* BEGIN EXERCISE INPUTS *

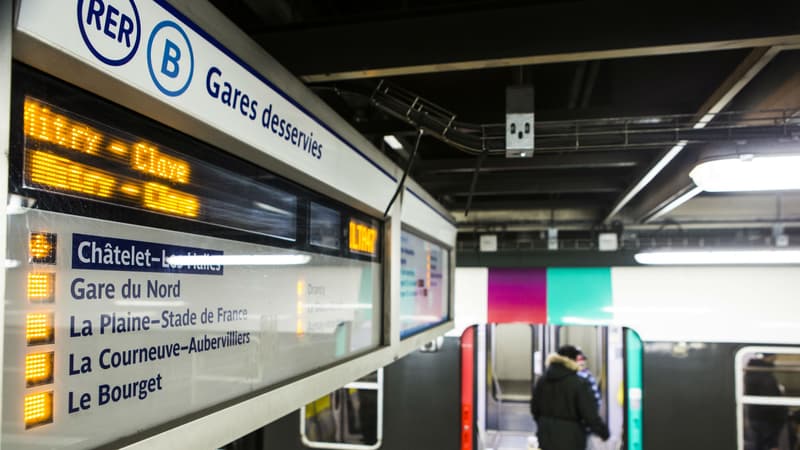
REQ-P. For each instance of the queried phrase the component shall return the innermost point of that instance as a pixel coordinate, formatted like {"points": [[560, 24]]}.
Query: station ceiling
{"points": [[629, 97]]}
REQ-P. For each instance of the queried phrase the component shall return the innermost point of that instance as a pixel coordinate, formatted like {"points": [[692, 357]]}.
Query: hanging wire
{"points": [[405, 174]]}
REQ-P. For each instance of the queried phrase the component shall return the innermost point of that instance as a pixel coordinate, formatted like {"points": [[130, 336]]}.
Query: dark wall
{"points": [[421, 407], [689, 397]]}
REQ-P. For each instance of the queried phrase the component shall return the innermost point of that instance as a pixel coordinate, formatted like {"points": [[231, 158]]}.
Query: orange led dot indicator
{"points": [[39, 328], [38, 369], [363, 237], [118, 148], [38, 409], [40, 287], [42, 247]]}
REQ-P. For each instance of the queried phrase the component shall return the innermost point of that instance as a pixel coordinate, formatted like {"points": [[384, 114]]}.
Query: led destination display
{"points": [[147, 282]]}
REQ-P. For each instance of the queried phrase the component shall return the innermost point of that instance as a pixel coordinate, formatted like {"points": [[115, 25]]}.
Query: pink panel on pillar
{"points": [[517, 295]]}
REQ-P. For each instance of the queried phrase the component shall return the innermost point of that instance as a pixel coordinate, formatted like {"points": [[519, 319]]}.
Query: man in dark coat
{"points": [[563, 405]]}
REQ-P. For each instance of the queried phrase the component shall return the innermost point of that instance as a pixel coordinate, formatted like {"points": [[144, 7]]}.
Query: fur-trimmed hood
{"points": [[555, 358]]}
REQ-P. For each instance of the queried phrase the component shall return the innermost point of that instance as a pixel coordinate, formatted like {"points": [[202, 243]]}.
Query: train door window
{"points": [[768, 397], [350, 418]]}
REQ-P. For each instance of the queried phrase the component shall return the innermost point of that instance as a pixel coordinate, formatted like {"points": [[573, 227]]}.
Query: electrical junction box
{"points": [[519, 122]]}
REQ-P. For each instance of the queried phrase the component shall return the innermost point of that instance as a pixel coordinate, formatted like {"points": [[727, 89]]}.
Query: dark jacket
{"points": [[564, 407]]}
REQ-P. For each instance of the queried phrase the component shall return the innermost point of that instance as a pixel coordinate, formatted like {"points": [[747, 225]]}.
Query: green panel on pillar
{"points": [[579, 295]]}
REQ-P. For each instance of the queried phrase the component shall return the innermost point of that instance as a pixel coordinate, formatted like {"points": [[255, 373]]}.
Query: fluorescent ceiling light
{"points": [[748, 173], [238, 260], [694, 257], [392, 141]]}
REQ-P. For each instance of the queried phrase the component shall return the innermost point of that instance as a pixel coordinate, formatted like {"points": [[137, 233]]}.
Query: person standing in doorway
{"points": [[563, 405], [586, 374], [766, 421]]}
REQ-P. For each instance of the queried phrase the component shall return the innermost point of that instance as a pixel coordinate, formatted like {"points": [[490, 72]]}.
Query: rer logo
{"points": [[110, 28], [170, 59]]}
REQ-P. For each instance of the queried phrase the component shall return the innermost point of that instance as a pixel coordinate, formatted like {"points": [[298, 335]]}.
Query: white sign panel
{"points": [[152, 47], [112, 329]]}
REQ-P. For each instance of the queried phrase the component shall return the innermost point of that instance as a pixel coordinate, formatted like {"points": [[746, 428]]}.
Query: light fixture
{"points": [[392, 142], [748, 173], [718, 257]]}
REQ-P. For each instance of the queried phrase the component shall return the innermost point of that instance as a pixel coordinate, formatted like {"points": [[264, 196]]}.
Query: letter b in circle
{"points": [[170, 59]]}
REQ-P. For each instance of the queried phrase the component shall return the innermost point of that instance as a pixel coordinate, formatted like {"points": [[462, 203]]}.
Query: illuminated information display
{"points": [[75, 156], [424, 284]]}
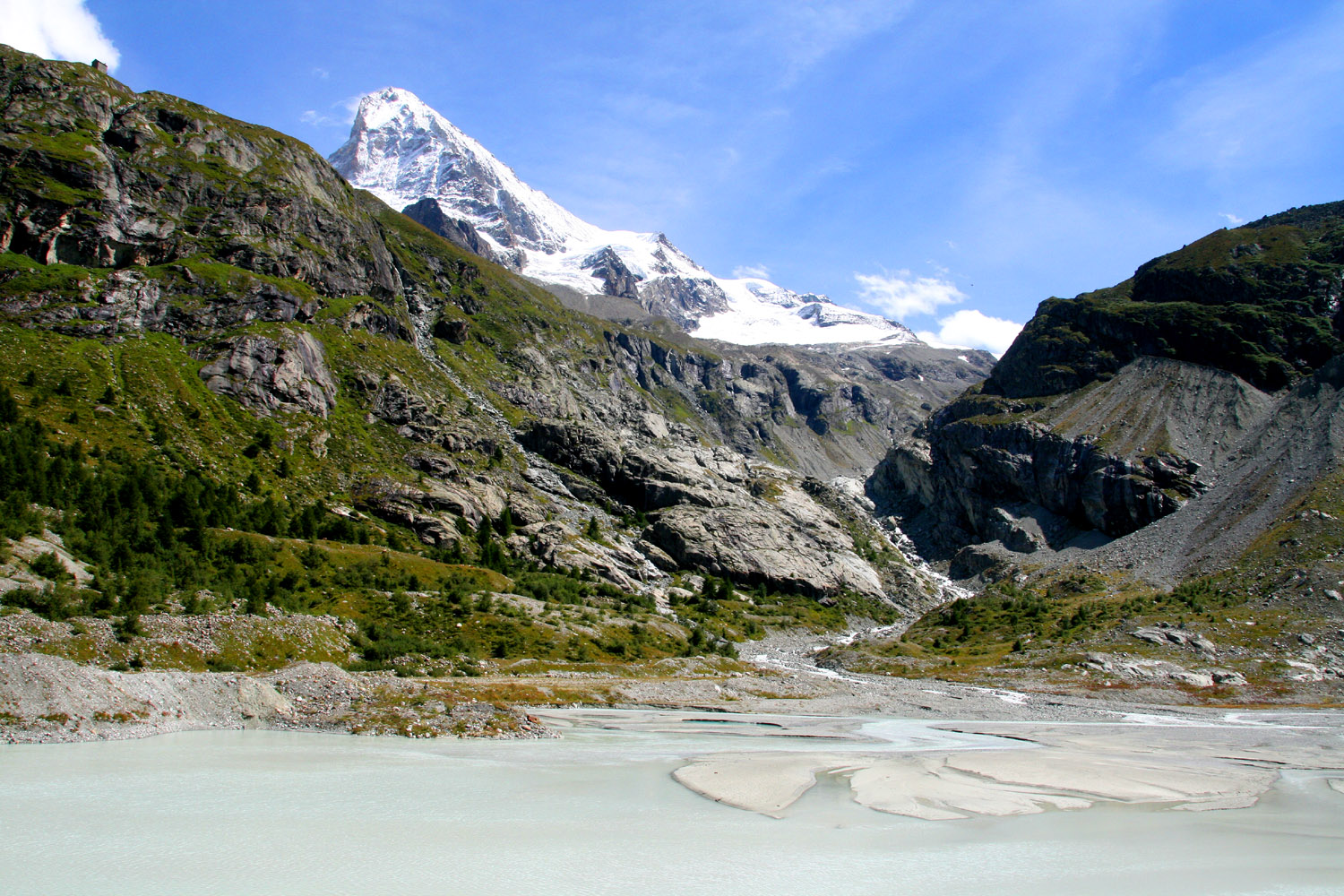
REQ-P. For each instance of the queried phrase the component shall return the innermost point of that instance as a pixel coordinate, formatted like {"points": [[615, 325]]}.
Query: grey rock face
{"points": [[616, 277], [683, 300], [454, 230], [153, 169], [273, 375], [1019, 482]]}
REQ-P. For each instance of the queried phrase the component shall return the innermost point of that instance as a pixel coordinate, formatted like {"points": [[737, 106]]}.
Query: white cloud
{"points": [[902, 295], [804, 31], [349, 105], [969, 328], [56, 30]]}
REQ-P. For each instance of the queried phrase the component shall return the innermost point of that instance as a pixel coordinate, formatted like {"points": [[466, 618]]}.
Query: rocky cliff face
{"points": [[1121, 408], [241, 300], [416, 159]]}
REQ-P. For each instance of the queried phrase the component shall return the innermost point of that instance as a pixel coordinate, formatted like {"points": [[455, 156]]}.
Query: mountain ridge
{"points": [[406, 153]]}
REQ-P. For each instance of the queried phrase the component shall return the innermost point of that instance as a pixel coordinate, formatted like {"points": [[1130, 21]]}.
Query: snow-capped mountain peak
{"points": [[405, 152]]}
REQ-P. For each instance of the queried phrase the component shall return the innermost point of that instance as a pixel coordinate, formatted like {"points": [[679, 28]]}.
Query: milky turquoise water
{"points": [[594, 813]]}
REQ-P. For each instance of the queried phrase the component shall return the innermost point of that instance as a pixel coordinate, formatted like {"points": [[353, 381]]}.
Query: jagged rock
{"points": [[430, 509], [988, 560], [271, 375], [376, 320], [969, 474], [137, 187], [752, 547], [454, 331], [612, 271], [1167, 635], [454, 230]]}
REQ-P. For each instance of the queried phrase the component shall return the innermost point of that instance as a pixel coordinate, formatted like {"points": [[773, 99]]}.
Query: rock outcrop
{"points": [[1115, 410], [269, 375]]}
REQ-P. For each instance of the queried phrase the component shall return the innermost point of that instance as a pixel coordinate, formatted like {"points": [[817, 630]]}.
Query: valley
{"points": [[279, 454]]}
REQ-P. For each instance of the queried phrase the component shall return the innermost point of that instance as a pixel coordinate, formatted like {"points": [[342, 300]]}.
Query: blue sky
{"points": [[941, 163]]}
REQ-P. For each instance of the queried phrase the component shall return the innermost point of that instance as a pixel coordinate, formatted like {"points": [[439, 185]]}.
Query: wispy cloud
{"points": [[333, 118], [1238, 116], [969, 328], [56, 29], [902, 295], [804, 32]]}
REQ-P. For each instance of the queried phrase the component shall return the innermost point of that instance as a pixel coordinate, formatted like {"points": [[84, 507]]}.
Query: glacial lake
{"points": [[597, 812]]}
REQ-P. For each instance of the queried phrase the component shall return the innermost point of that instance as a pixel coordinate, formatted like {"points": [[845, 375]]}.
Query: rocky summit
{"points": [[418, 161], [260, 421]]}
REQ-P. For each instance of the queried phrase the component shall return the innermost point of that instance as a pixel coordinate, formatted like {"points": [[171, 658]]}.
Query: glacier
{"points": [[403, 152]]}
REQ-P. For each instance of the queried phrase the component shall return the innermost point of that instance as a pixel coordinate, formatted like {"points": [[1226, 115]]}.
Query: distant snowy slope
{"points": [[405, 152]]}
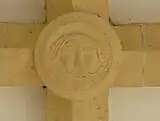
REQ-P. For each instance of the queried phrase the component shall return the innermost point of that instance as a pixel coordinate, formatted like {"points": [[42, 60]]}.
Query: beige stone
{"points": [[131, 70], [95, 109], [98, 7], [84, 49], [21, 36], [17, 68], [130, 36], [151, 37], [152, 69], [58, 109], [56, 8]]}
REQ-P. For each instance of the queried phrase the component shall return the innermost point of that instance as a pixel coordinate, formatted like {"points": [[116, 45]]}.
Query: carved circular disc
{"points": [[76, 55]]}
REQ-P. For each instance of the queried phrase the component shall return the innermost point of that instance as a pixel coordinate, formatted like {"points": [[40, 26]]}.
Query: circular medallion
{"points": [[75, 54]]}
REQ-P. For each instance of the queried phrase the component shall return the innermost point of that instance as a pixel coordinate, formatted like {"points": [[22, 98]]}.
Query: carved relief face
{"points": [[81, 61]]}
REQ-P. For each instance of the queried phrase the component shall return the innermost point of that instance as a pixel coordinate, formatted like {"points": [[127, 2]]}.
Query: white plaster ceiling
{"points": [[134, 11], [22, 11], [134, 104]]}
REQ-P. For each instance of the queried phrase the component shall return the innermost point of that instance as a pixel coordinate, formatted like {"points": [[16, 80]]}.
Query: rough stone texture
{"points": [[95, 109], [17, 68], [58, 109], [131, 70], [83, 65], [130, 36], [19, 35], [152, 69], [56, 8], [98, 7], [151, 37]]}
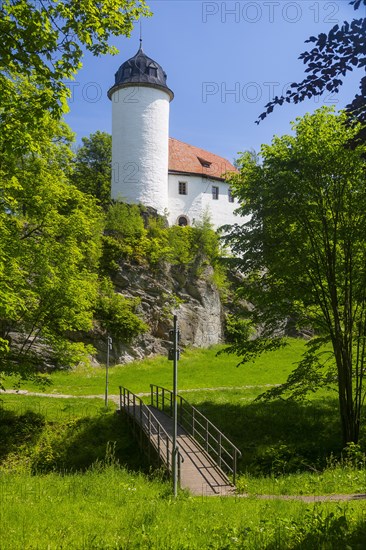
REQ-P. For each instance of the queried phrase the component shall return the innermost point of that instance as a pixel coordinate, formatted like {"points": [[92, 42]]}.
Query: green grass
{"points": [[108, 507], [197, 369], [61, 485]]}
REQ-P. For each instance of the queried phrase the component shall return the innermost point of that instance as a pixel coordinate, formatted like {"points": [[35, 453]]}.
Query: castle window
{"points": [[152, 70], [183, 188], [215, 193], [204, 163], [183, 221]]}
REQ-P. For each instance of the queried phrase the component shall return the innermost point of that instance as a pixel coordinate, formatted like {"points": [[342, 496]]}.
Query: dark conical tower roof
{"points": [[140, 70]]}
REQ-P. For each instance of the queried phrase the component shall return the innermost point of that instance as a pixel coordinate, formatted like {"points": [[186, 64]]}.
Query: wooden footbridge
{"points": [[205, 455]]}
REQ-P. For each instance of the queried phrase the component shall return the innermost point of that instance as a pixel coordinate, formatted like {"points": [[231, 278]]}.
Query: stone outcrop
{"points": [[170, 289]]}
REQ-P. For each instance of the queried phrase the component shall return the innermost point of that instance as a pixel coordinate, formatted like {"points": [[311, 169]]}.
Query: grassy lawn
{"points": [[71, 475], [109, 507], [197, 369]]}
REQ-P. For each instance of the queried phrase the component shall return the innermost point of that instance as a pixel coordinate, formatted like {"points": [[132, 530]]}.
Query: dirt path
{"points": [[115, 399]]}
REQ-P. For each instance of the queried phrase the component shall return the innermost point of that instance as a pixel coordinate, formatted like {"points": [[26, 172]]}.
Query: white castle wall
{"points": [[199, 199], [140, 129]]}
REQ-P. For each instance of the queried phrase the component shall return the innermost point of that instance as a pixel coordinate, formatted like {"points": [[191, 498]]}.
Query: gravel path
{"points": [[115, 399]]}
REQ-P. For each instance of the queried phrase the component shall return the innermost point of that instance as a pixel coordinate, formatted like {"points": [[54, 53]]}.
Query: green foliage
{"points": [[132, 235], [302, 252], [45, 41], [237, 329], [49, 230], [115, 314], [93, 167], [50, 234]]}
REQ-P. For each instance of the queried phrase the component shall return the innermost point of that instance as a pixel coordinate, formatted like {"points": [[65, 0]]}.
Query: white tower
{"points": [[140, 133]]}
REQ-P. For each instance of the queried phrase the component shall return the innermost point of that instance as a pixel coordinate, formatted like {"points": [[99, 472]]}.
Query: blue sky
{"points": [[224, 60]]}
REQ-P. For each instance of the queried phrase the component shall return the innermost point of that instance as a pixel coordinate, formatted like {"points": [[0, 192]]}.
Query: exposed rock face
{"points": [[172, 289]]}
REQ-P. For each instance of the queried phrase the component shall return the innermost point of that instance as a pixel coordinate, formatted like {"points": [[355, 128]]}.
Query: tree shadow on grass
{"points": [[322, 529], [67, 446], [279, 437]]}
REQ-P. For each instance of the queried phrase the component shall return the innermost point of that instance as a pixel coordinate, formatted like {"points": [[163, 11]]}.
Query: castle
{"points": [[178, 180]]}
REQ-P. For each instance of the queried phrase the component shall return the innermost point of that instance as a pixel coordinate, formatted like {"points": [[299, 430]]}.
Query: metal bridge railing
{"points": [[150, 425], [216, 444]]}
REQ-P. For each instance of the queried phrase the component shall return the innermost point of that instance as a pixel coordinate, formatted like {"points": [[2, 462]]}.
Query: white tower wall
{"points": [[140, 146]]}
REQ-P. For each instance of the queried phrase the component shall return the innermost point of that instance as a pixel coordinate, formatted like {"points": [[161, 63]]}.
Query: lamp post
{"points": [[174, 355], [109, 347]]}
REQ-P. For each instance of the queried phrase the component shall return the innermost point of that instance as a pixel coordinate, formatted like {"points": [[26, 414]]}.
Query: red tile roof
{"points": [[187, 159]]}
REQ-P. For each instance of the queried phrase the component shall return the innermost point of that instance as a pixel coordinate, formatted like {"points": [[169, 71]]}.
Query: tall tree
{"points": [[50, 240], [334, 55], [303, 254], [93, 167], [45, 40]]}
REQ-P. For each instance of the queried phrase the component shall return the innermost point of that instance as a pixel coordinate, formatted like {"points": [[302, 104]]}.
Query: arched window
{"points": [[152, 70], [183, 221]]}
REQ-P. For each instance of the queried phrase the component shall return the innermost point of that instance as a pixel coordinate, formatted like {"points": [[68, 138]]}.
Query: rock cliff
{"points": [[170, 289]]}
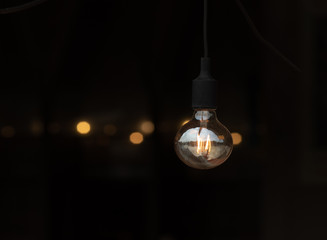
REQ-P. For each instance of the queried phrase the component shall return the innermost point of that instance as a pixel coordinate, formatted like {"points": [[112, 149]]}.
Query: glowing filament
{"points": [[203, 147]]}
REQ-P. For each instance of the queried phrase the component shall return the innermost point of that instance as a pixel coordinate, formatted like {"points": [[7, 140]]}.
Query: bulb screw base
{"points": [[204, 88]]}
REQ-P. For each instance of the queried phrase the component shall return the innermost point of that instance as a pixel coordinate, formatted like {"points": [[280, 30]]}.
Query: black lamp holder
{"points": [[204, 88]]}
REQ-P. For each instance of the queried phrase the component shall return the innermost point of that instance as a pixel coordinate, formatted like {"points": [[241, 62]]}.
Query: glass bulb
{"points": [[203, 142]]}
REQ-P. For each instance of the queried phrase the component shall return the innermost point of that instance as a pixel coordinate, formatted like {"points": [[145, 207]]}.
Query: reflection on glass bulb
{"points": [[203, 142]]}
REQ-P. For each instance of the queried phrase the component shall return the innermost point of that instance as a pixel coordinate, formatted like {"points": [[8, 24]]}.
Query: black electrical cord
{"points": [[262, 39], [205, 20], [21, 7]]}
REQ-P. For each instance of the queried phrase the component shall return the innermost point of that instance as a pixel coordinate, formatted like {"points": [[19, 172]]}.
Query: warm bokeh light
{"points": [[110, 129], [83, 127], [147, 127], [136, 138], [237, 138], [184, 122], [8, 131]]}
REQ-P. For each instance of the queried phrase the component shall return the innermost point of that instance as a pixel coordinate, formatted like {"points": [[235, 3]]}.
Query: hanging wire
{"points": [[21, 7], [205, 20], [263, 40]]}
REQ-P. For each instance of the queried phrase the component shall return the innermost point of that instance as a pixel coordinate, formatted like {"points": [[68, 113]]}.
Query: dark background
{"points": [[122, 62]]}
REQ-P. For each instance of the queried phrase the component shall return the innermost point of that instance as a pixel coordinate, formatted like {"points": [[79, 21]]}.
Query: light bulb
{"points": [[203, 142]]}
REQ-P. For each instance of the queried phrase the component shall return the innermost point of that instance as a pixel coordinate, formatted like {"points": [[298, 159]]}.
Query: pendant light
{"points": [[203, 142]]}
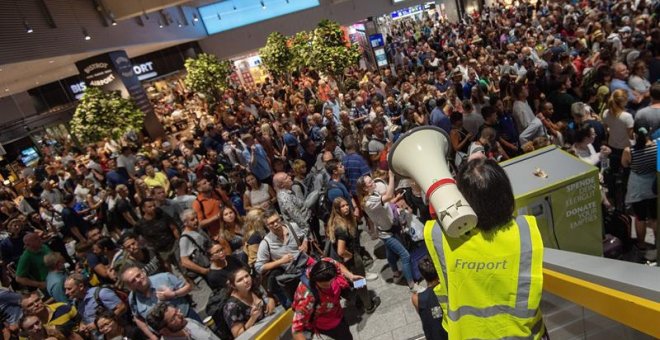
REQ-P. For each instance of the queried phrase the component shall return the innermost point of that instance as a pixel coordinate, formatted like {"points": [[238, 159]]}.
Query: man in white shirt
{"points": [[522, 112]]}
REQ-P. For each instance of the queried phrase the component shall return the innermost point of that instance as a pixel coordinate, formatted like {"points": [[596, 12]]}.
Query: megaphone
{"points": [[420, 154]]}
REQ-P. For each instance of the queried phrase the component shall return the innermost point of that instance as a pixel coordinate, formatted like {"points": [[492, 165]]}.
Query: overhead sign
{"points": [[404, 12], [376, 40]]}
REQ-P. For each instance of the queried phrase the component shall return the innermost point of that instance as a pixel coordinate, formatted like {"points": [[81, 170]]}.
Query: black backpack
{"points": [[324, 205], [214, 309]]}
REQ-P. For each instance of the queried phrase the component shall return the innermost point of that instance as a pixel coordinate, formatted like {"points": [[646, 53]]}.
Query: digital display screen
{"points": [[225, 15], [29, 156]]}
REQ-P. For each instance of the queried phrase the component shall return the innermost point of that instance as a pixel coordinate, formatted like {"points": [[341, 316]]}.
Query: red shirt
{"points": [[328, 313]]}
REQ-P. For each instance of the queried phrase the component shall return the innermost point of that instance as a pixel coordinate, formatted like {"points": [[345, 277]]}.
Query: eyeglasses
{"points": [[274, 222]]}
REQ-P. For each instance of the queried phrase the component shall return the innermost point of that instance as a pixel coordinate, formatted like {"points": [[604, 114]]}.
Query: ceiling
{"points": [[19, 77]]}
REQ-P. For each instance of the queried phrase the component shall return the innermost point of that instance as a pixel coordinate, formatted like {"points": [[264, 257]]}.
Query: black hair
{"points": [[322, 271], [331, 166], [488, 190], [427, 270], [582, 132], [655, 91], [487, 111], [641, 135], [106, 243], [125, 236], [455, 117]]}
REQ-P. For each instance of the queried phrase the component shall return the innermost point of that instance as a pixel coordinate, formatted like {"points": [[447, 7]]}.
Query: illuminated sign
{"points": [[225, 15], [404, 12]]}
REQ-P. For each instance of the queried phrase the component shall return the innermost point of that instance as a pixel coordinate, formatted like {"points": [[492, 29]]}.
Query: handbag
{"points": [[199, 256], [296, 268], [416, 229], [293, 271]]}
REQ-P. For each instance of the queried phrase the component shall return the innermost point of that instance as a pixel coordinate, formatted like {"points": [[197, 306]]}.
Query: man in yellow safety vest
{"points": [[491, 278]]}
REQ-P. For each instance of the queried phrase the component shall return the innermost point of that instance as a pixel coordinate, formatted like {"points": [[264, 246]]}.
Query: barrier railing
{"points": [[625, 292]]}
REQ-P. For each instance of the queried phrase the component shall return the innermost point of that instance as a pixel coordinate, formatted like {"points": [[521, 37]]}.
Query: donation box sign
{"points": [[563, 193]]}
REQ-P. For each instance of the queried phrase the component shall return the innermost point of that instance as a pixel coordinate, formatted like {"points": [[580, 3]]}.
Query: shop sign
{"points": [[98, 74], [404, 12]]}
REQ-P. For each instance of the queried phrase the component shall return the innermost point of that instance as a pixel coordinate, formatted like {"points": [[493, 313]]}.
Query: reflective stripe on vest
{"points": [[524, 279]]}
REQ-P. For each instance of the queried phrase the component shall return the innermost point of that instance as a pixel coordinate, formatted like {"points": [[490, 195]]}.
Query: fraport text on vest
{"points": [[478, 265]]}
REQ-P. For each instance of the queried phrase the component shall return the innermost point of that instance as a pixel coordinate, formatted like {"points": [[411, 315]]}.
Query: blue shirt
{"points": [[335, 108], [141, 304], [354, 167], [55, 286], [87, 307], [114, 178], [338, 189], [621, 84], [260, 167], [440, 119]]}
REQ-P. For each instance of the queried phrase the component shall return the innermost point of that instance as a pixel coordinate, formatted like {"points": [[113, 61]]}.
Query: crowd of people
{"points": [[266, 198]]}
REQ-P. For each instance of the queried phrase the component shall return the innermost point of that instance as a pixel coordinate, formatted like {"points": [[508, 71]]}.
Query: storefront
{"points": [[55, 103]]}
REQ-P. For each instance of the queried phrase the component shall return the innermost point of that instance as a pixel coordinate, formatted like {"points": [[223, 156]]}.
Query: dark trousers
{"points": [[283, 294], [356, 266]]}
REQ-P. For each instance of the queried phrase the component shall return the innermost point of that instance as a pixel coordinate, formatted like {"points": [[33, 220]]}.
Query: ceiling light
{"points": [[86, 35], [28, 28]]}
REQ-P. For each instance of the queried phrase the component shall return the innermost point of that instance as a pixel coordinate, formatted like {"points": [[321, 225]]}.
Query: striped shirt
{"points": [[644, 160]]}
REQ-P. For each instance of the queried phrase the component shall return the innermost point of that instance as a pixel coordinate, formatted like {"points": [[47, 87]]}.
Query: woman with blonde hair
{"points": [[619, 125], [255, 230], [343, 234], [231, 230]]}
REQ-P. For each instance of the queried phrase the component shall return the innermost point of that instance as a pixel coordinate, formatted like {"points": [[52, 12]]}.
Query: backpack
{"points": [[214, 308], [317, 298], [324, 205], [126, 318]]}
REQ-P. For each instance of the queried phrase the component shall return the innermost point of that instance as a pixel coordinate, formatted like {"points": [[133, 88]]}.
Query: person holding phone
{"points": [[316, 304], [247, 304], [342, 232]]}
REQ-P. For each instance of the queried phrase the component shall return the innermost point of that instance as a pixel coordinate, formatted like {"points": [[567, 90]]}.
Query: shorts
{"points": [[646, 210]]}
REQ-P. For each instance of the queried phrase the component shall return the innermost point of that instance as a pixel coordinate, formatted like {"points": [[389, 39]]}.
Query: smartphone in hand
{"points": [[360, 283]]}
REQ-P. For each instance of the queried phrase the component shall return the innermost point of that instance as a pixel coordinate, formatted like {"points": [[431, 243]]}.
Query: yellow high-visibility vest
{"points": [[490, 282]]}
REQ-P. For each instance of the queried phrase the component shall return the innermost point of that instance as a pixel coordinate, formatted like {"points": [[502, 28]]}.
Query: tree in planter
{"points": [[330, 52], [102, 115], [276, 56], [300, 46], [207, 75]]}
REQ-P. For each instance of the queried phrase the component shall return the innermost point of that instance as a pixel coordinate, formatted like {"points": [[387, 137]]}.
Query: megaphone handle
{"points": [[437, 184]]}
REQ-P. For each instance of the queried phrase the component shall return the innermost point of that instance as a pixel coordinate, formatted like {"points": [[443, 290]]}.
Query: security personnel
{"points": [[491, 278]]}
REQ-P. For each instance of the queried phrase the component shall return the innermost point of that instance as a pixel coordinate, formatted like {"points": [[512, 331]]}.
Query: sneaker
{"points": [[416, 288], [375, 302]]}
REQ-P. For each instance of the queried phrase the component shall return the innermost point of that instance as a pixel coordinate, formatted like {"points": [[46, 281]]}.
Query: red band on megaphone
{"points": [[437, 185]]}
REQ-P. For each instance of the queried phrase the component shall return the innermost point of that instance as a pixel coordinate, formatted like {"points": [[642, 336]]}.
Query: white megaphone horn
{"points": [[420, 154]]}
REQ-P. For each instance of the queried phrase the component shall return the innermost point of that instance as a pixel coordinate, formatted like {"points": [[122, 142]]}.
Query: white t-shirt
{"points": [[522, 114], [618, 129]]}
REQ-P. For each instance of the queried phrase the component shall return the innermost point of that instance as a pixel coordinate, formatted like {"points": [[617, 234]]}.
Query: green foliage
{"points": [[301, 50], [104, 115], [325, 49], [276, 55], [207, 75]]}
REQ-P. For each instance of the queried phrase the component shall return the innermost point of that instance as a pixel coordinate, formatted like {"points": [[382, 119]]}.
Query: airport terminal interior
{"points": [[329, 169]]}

* END EXERCISE INPUTS *

→ AIM: Report every line in the data above that contains the word "wall", and treat uppercase and lowercase letters as different.

→ CORRECT OUTPUT:
Query: dark wall
Query: white castle wall
Query: white tower wall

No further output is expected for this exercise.